> [SU TAREA] Cite textualmente el fragmento del texto sobre el Dry Martini que va desde "Ahora brindaré a" hasta "pone demasiado serio.", incluidas estas últimas palabras.

Ahora brindaré a su salud y a la salud de nuestros hijos con un buen Dry Martini. Es una bebida real, real de la realeza. Se dice que la Reina Madre de Inglaterra, que vivió más de cien años, se tomaba uno todas las mañanas. No sería por el Dry, pero quien sabe… No aspiro a vivir tanto pero siento una veneración especial por ese prodigio que te hace ver el mundo y sus circunstancias de una manera distinta. Es el rey de los cócteles y se merece, con todos los honores, una entrada de este blog que a veces se pone demasiado serio.

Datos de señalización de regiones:
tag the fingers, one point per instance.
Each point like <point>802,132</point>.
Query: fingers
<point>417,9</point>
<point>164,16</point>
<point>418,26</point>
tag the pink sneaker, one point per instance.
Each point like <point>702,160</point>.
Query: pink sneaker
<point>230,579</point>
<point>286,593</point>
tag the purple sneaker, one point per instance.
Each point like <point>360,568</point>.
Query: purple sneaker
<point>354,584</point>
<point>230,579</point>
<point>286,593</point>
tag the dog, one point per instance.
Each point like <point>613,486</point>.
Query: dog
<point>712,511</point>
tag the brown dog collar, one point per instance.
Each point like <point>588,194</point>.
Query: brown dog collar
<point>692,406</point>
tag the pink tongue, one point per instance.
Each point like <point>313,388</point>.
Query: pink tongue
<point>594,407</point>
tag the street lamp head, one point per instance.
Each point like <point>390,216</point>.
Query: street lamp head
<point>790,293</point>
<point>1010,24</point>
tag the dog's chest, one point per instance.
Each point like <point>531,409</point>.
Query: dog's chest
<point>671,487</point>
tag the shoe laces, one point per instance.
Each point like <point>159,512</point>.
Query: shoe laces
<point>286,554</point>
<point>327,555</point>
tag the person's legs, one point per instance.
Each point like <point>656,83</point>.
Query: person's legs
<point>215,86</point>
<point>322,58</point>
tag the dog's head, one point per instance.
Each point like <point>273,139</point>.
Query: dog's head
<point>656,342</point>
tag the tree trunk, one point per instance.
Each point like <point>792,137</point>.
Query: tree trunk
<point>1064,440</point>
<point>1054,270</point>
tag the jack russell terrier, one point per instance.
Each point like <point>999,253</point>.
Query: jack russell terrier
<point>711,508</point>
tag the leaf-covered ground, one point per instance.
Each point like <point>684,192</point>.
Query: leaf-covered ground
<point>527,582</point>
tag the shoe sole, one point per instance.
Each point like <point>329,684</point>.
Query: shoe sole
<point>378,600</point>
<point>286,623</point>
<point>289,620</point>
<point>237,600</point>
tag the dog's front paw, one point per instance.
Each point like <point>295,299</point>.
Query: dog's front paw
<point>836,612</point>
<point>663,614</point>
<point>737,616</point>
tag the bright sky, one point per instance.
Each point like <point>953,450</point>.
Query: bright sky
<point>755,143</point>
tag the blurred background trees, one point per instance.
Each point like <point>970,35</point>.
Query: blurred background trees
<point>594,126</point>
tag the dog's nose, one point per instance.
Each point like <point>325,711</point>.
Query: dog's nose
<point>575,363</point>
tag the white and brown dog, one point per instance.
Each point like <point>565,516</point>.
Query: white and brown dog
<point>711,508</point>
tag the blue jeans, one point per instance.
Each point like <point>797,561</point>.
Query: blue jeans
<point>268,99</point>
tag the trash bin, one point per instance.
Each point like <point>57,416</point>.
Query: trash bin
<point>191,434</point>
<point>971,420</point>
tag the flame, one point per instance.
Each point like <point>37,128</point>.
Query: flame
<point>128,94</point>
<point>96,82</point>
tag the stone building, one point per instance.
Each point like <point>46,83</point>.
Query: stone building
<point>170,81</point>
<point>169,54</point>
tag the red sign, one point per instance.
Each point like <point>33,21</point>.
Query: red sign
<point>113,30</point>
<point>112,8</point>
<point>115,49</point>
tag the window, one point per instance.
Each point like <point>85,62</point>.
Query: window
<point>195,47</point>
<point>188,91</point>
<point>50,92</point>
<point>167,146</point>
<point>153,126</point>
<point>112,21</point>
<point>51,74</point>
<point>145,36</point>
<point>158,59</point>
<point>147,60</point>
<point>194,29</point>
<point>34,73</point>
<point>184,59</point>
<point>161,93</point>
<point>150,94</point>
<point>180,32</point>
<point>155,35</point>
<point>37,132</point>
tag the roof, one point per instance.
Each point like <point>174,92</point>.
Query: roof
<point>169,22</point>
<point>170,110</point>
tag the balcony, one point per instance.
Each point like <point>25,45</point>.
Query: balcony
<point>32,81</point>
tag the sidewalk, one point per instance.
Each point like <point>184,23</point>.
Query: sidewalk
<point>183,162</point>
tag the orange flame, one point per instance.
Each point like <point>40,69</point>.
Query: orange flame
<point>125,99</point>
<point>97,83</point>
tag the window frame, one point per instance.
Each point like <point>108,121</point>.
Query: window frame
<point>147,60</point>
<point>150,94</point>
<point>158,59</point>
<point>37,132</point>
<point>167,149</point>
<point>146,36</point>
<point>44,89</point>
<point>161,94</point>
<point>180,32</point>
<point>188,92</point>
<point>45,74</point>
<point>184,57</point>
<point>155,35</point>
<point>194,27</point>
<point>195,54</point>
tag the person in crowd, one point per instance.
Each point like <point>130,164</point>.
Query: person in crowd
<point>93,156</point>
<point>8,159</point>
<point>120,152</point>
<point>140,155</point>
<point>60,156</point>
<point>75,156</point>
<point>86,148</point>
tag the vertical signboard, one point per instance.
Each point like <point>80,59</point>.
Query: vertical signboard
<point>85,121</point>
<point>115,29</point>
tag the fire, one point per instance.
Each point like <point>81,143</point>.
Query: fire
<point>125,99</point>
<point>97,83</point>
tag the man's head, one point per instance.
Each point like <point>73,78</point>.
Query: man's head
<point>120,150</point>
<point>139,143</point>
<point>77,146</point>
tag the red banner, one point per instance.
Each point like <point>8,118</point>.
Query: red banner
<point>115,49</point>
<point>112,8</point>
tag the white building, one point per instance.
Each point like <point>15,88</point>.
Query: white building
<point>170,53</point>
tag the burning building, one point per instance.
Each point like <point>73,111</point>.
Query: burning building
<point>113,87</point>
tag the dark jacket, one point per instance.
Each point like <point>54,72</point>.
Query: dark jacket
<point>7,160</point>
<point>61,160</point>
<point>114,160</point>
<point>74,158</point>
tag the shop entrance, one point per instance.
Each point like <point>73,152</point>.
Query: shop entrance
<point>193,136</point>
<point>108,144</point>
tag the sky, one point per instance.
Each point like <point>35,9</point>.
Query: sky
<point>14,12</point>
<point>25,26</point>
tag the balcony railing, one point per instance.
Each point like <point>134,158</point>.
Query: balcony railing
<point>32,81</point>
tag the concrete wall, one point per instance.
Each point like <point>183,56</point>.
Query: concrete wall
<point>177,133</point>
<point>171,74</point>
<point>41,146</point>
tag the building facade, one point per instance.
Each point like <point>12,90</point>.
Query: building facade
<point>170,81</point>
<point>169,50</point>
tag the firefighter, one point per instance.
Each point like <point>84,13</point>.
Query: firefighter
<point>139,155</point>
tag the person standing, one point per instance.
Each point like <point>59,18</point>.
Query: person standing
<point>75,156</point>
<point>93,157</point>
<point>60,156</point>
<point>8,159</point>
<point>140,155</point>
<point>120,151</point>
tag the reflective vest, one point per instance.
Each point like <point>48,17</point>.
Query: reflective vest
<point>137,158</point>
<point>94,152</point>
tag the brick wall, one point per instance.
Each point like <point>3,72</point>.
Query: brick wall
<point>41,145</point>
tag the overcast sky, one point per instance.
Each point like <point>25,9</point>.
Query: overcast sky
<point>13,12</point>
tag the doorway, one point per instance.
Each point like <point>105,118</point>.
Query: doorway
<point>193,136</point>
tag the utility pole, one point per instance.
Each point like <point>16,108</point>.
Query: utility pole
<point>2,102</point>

> [RESULTADO DEL EJERCICIO]
Ahora brindaré a su salud y a la salud de nuestros hijos con un buen Dry Martini. Es una bebida real, real de la realeza. Se dice que la Reina Madre de Inglaterra, que vivió más de cien años, se tomaba uno todas las mañanas. No sería por el Dry, pero quien sabe… No aspiro a vivir tanto pero siento una veneración especial por ese prodigio que te hace ver el mundo y sus circunstancias de una manera distinta. Es el rey de los cócteles y se merece, con todos los honores, una entrada de este blog que a veces se pone demasiado serio.